■ Exercise set:
1. Why, according to the text on Greenland's house colors, were buildings with the same function painted the same color? Answer in one to three sentences.
2. Pick up the text on Greenland's house colors after its final line and carry it forward.
== Selected excerpt ==
John says “I honestly don’t know, but it is one tall order indeed!”
Thank you to him and EDN for these excerpts from his article.
Now, here’s something in the “did you know” department.
Visitors to Greenland often believe that the colourful houses in every town are an inspired idea to add brightness to a monochromatic arctic setting. But they would be wrong.
After Hans Egede arrived in Greenland in 1721, Scandinavian culture began to impose itself on the new colony. Prefab houses were shipped north as kits, and buildings with a certain function generally had the same colour. In an era without street names or numbers, this made some of the key municipal buildings easier to identify.
Since most Greenlanders at the time couldn’t read, the colours also served as commercial signs. If you wanted something from the store, you looked for a red building. If you needed a hospital, you headed for the yellow building. Fishermen would bring their catch to a blue structure, indicating the local fish plant.
Nowadays, many of the colours are simply decorative, although some buildings still follow the old tradition. And residents need approval before painting: Nonconformists can’t express their individuality by going for an outlandish colour that clashes with every other house in town.
And here is the key to the colour palette of Greenland houses:
Red: Churches and stores, including the houses where the priest or shop owner lived. This is the most commonly used colour.
===
== Exercise data ==
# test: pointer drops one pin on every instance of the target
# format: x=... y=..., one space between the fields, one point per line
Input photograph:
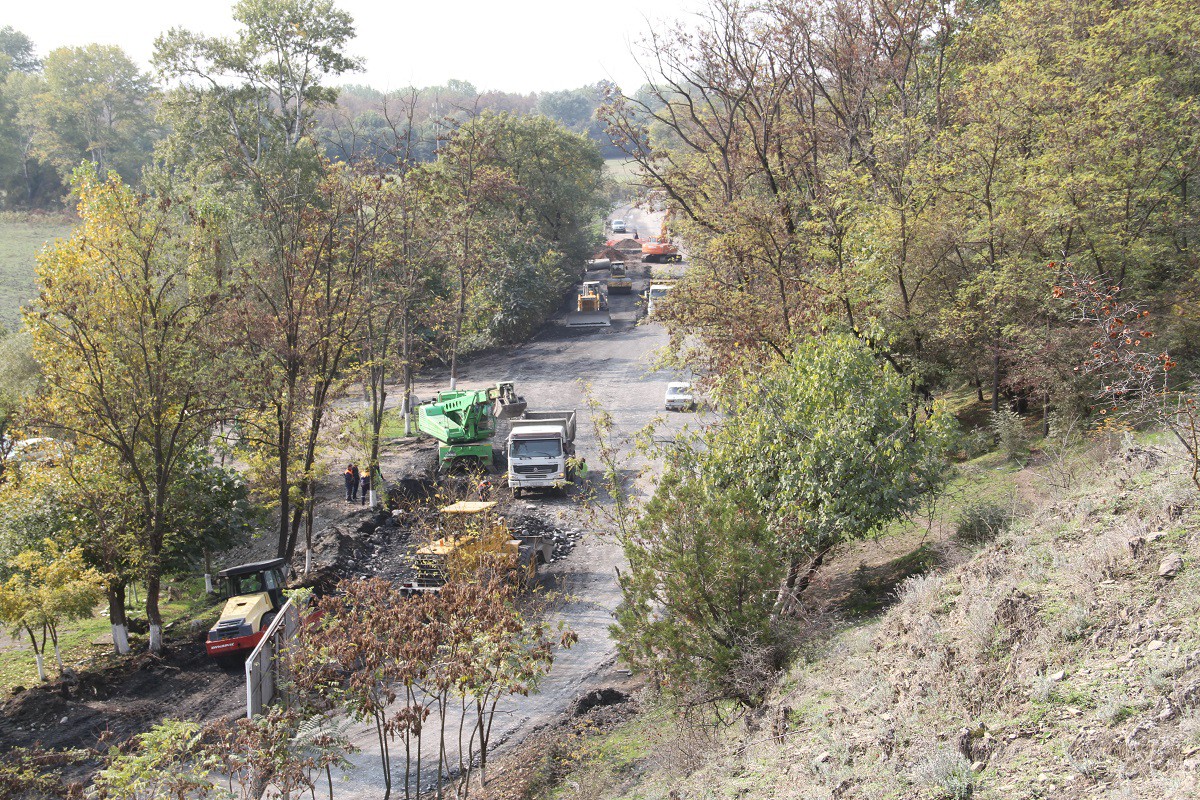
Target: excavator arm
x=461 y=419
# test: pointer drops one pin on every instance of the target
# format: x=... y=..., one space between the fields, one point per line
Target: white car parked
x=679 y=397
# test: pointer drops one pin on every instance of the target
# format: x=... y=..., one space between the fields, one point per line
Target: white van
x=654 y=295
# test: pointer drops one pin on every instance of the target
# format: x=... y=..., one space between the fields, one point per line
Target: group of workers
x=357 y=483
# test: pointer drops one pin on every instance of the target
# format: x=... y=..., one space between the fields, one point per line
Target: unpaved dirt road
x=555 y=371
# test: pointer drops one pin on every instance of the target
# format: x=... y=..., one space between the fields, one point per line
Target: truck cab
x=540 y=445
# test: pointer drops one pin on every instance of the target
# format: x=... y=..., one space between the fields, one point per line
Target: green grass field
x=21 y=239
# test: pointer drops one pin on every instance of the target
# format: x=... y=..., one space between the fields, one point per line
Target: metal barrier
x=268 y=668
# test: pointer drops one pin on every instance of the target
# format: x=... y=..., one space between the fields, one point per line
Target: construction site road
x=561 y=370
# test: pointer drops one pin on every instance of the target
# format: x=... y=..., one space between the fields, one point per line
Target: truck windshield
x=537 y=449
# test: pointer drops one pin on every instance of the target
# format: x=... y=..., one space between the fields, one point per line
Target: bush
x=948 y=775
x=1011 y=434
x=983 y=522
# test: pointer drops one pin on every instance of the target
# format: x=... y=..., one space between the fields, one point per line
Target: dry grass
x=1054 y=662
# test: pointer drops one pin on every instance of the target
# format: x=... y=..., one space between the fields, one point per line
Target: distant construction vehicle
x=619 y=281
x=541 y=445
x=463 y=422
x=661 y=250
x=591 y=307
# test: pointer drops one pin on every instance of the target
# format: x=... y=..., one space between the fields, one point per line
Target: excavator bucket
x=509 y=408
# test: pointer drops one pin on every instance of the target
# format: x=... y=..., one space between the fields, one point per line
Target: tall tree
x=94 y=104
x=123 y=328
x=243 y=119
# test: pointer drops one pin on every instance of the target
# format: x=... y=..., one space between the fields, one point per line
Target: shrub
x=1011 y=434
x=983 y=522
x=948 y=775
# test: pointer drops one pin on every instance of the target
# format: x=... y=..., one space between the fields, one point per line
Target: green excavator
x=463 y=421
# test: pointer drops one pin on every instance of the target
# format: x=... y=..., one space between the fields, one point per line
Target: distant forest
x=94 y=103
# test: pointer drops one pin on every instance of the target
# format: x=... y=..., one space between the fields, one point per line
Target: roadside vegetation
x=1049 y=653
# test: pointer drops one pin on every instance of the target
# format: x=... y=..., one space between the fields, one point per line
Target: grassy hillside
x=1035 y=650
x=21 y=238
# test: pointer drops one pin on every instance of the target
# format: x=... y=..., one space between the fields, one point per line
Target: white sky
x=519 y=46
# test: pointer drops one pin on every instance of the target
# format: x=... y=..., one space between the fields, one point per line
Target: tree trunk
x=153 y=613
x=37 y=653
x=285 y=453
x=117 y=617
x=797 y=581
x=995 y=380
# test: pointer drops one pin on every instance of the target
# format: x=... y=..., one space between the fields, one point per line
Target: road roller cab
x=255 y=595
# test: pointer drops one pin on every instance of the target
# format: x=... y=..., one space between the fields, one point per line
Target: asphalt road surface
x=558 y=370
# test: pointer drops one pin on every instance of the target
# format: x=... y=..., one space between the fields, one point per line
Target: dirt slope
x=1059 y=660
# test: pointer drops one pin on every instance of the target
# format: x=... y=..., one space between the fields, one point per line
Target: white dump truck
x=540 y=443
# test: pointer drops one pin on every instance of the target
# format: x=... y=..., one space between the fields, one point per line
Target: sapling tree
x=47 y=588
x=825 y=447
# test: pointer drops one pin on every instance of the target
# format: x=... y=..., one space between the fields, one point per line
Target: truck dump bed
x=541 y=419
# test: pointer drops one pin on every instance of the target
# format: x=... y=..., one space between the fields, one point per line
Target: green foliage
x=826 y=447
x=162 y=763
x=982 y=522
x=18 y=49
x=834 y=443
x=46 y=588
x=93 y=104
x=125 y=330
x=700 y=591
x=1008 y=427
x=922 y=198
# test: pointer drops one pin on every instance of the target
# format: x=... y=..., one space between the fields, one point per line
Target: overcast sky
x=519 y=46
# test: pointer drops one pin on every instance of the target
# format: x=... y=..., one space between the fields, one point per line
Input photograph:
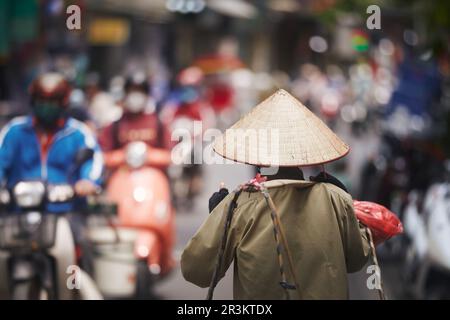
===
■ Task-by-task answers:
1. There were no street names or numbers, so a shared color made key municipal buildings easier to identify. Because most Greenlanders at the time couldn't read, the colors also worked as commercial signs.

2.
Yellow: Hospitals, including the houses where the doctors or nurses lived.
Green: Radio communications, or later, telecommunications buildings in general.
Blue: Factories, fish plants.
Hmm, my house is a peachy-apricot colour. I think mine would have been recognised as the local madhouse!
Thanks to Explorersweb for that interesting snippet.
Finally, our friends at Southgate say that the IARU Region 1 Monitoring System newsletter reports that Over the Horizon Radar (OTHR) continues to be the biggest source of interference in the HF amateur radio bands
They also say “The mysterious groups of dashes (sometimes 5 dashes, sometimes 16 dashes, sometimes continuous dashes) keep on being transmitted during long hours almost daily on 7075 kHz and its near surroundings inside the segment of the 40 m band dedicated for FT-8 transmissions. They are very difficult to locate, and we still don’t know where they come from?”
The report was in their February 2021 newsletter, and can be found at www.iarums-r1.org.
This is Dave Reece ZS1DFR reporting for HAMNET in South Africa.